**** Bloc de texte

Les rhapsodes étaient les musiciens qui jouaient les oeuvres des autres. J’aime bien cette idée, dans la continuité de ce que tu disais, le fait que les gens puissent s’imaginer tel film ou penser que c’est une BO en écoutant ma musique. Comme je m’influence énormément, qu’il y a pas mal d’emprunts dans ma musique, quelque chose de rétro, tout ce que j’ingurgite, mes influences et ce que je vais recracher après… c’est un peu comme si quelqu’un m’avait guidé, m’avait dit « fais ça », et j’aime bien cette idée là.

Les titres de ton album sont un peu mystérieux, « le passeur d’armes », « les naufragés de Nieul », « les cigognes nénuphars »… qu’est-ce qu’ils signifient ?

Alors déjà Nieul sur Mer c’est le patelin d’où je viens qui est juste à côté de la Rochelle. En fait, je n’ai pas de vision lorsque j’écris, mais quand une chanson est terminée, je m’imagine une histoire en fonction de ce que ça va m’évoquer, de l’ambiance que ça va donner. Soit ça va donner le nom de la chanson lorsqu’il n’y a pas de paroles et sinon ce sont les paroles. Cigognes nénuphars parle de cauchemars. Je suis quelqu’un qui faisait beaucoup de cauchemars et de terreurs nocturnes quand j’étais petit, c’est une petite histoire que je raconte. Je me mets dans la peau d’un petit garçon qui dessine ses cauchemars, dont les cignognes nénuphars. Les naufragés de Nieul, ça me faisait rire d’imaginer une sorte de prophécie, des fantômes qui hantent une petite ville.

Et l’album marche super bien, tu tournes beaucoup en ce moment. Comment s’est passée la rencontre avec Born Bad Records ?

********
**** Données présentées

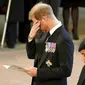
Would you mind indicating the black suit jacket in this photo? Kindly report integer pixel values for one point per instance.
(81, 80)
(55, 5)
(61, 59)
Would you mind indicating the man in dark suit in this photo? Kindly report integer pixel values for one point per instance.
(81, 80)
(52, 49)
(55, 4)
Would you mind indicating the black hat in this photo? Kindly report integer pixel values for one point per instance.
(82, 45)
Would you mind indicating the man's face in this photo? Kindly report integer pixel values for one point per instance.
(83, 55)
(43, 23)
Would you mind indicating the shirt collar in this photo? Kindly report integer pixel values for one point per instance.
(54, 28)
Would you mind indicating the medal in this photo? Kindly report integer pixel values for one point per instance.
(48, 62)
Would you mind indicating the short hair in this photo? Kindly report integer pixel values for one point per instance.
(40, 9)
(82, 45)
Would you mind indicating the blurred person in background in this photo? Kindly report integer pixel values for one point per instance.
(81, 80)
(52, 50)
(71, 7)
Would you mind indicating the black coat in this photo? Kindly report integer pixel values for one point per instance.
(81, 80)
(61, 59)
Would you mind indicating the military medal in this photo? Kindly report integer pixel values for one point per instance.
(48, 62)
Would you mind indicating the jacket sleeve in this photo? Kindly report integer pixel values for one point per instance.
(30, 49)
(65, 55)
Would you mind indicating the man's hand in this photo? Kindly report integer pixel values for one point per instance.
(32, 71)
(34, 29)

********
**** Données présentées

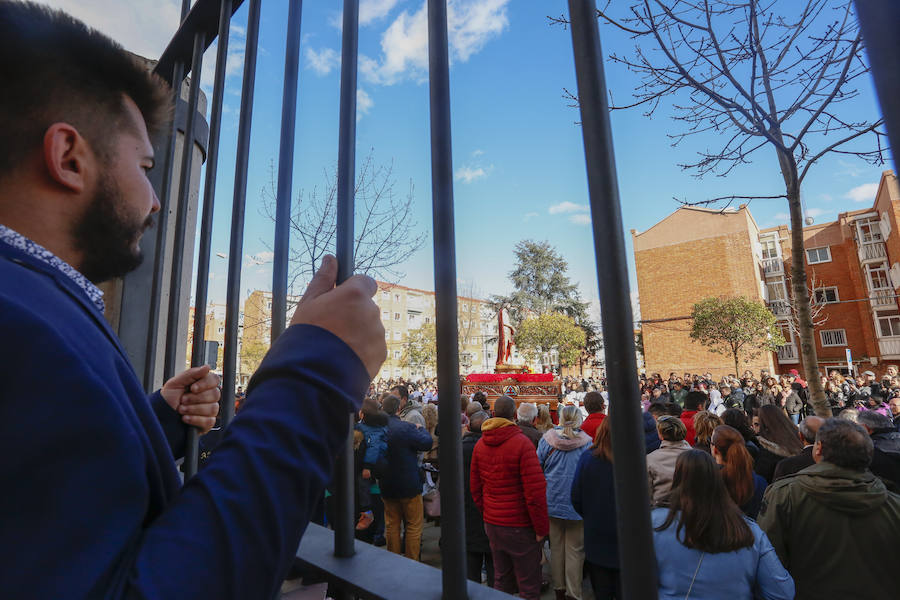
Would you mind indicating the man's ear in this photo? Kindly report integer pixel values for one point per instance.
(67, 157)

********
**** Données présentées

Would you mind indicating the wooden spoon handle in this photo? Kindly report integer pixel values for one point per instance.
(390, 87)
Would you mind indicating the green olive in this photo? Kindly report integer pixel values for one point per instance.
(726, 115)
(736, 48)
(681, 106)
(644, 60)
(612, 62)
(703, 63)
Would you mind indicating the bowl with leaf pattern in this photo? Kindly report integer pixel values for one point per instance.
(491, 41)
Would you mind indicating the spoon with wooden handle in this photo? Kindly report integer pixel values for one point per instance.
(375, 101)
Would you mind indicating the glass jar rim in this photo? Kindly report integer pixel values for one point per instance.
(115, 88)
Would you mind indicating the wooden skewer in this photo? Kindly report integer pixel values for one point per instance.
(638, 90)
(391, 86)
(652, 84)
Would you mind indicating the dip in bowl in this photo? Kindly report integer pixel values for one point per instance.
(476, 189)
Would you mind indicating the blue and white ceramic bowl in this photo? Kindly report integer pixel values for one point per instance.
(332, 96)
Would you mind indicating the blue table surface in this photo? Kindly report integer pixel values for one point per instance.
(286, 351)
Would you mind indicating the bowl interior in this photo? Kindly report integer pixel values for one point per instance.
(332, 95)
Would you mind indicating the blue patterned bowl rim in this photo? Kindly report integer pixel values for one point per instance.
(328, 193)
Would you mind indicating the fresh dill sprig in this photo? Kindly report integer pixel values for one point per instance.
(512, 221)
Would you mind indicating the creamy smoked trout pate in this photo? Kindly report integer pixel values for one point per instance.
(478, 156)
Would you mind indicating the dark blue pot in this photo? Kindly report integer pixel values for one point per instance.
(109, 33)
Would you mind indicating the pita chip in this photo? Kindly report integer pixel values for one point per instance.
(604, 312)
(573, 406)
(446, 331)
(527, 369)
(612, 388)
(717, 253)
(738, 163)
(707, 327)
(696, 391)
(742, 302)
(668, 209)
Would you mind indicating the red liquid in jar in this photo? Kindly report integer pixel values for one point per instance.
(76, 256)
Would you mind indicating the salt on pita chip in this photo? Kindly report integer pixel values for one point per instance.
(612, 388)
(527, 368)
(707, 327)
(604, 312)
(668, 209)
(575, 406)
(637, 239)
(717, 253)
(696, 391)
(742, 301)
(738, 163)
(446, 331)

********

• [Exercices]:
(1) Selon l'entretien, où se trouve Nieul sur Mer ?
(2) Relevez chaque ligne des données qui contient la chaîne « suit », en respectant la casse.

• [Liste des solutions]:
(1) Juste à côté de la Rochelle.

(2)
Would you mind indicating the black suit jacket in this photo? Kindly report integer pixel values for one point per instance.
Would you mind indicating the man in dark suit in this photo? Kindly report integer pixel values for one point per instance.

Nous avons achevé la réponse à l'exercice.